## Task details
Pull out every line of text from the entries below and reproduce each one word for word. Leave the pictures out of your answer.

(Entries listed in a dataset)
--------

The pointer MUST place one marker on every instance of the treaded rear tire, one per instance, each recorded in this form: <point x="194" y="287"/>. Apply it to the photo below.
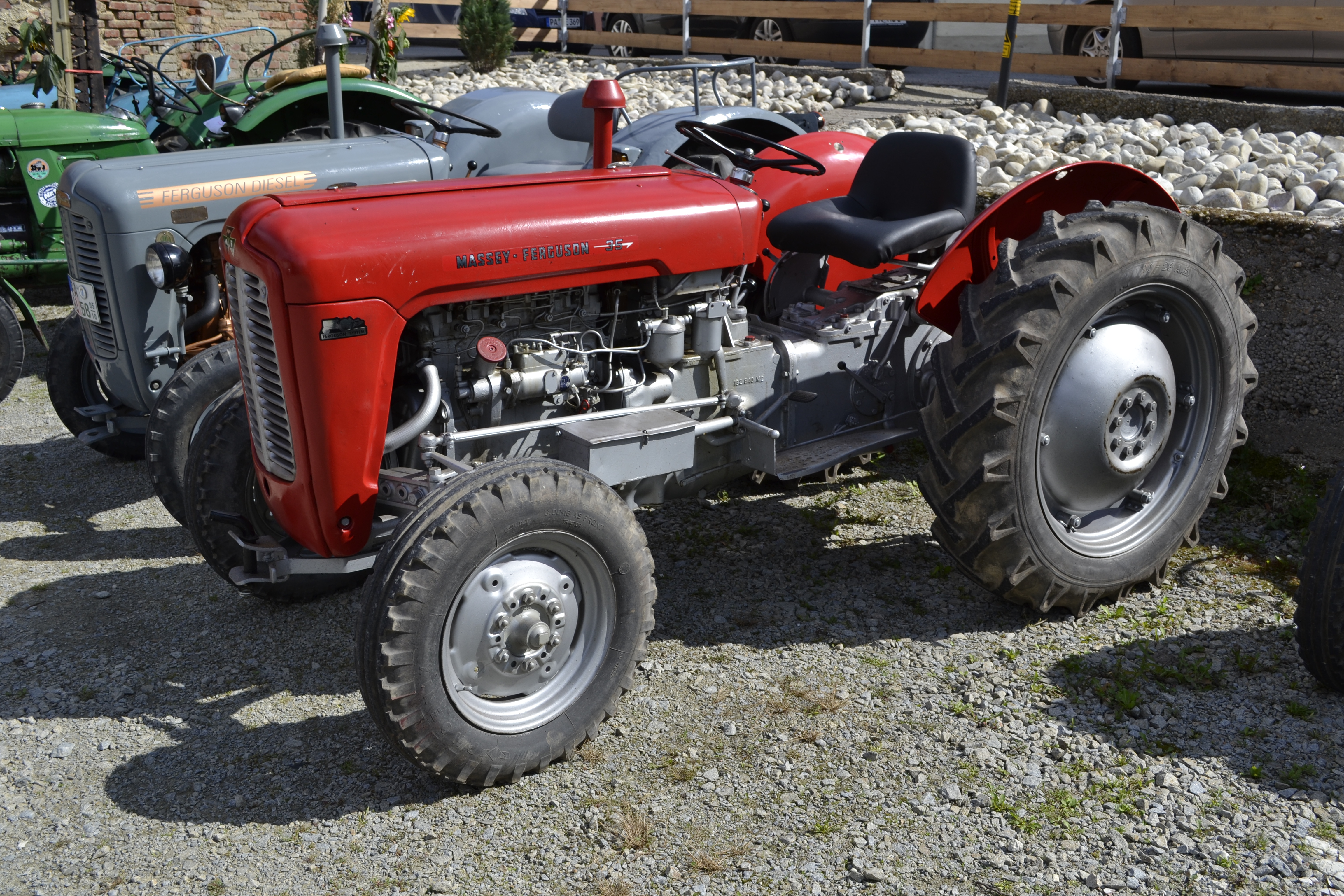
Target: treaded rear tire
<point x="201" y="382"/>
<point x="1320" y="597"/>
<point x="998" y="373"/>
<point x="221" y="477"/>
<point x="11" y="349"/>
<point x="73" y="382"/>
<point x="409" y="597"/>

--------

## Response to the task
The pointer MUST place one marker on every instance of the treaded rear tire, one per instance, each recorded in this form: <point x="194" y="287"/>. Apply it to the photo below.
Target: treaded rear tire
<point x="201" y="382"/>
<point x="1320" y="597"/>
<point x="998" y="373"/>
<point x="221" y="477"/>
<point x="11" y="349"/>
<point x="73" y="382"/>
<point x="409" y="597"/>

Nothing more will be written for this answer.